(begin)
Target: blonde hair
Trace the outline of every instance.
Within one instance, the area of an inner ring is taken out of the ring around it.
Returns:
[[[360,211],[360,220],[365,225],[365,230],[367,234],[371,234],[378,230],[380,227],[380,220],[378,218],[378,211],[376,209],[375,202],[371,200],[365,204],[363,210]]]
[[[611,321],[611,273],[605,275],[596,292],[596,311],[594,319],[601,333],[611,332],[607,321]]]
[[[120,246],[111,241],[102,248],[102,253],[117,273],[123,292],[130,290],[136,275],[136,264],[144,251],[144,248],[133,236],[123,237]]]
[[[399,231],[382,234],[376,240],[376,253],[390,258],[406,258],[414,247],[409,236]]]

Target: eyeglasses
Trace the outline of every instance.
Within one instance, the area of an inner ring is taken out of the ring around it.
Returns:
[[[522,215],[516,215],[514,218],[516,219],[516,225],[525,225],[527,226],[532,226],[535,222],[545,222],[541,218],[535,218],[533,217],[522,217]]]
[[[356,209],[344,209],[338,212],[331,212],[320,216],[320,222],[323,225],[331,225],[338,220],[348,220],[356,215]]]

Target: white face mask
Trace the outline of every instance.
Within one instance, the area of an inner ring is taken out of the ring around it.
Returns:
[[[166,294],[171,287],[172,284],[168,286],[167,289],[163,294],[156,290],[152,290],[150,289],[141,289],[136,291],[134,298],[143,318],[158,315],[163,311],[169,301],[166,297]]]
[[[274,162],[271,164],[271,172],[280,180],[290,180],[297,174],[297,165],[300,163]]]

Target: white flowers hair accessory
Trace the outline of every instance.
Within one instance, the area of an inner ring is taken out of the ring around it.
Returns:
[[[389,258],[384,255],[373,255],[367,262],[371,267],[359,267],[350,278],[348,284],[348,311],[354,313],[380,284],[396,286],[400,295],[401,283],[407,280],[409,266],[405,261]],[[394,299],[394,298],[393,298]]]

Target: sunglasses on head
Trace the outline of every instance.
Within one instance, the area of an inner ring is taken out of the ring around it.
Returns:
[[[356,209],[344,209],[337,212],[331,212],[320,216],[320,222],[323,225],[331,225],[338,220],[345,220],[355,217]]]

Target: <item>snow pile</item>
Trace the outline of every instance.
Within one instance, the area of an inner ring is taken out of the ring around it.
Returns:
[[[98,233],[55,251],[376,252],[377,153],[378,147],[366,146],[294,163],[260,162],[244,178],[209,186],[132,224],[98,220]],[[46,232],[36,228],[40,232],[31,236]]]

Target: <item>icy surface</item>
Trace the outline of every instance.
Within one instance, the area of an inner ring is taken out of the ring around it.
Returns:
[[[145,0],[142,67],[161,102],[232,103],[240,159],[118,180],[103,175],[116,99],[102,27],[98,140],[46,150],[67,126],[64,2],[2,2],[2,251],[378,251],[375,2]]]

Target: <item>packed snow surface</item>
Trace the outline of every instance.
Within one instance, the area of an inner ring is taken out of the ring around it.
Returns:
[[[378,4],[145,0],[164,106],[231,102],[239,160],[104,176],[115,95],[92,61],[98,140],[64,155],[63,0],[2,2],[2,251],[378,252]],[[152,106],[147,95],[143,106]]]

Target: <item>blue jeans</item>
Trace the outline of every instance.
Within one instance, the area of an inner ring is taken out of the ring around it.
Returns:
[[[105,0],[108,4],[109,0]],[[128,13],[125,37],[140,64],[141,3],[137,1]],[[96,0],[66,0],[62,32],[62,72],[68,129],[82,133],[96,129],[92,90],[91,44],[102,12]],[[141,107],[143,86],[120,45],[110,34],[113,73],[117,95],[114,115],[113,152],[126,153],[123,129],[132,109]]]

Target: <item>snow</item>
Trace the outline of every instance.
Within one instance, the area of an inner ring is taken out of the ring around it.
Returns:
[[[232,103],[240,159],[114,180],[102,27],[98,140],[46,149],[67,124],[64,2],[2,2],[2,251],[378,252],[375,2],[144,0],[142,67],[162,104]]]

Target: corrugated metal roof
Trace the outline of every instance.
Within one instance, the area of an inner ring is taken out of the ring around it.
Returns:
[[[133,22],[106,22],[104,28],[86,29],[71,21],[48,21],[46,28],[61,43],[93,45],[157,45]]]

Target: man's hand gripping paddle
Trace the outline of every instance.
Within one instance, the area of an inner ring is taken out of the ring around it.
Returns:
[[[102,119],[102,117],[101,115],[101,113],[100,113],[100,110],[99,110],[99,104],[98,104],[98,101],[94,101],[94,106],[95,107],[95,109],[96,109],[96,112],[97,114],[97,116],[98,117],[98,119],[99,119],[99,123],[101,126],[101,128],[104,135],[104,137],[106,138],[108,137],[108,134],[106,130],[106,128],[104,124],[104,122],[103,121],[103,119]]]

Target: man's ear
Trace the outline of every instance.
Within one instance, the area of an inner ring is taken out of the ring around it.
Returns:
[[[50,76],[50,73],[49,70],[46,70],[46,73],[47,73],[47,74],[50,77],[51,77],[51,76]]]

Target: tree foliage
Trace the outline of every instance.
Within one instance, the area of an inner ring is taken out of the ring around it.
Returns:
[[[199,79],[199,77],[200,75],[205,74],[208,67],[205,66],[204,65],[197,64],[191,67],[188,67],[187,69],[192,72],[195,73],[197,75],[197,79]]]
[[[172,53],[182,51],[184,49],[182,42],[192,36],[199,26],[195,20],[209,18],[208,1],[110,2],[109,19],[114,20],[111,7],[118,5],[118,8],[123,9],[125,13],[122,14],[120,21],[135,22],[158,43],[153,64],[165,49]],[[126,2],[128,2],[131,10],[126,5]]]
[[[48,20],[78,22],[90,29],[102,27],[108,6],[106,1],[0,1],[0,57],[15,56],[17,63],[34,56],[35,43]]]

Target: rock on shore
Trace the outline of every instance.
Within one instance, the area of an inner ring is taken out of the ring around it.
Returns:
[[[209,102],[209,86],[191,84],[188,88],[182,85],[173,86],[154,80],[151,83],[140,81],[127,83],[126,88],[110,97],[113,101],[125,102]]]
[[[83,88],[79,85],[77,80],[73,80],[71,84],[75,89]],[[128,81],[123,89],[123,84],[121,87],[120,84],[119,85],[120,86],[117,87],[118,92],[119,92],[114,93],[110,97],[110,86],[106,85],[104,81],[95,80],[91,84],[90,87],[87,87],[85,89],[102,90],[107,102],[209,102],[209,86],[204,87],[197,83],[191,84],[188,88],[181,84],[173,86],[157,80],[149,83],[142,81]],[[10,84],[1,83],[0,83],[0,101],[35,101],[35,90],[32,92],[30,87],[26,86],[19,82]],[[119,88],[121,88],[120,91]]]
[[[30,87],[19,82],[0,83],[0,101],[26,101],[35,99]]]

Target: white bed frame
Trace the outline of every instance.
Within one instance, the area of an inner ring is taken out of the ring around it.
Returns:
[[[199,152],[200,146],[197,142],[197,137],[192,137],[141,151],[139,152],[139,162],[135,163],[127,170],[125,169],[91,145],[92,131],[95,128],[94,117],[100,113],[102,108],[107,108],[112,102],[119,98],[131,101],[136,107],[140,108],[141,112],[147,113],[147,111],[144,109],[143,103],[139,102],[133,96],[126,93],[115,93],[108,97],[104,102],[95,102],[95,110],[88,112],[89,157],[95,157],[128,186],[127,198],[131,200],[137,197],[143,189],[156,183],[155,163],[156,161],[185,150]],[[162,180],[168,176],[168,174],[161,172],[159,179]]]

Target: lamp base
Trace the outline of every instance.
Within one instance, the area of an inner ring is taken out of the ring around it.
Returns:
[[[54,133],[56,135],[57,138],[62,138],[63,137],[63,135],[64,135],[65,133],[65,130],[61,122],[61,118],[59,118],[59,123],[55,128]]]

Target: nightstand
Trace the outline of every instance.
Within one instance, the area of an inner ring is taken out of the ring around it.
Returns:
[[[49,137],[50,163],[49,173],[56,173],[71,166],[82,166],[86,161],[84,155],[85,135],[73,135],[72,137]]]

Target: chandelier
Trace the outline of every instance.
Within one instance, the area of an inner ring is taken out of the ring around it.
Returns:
(end)
Every line from the one containing "Target: lamp base" through the last line of the entries must be written out verbatim, and no other line.

▸ Answer to this exercise
Target: lamp base
Trace the outline of every instance.
Within one instance, the area of an inner ring is taken out of the ring around it.
Returns:
[[[54,133],[56,135],[57,138],[62,138],[63,137],[63,135],[64,135],[65,133],[65,130],[61,122],[61,118],[59,118],[59,123],[55,128]]]

Target: nightstand
Trace the outline of every instance.
Within one instance, the area of an inner ring is taken out of the ring around it.
Returns:
[[[49,137],[50,163],[49,173],[56,173],[71,166],[82,166],[86,161],[84,155],[85,135],[73,135],[72,137]]]

Target: chandelier
Trace the outline of every instance.
Within one instance, the area of an inner ring is taken out of the ring around it.
Returns:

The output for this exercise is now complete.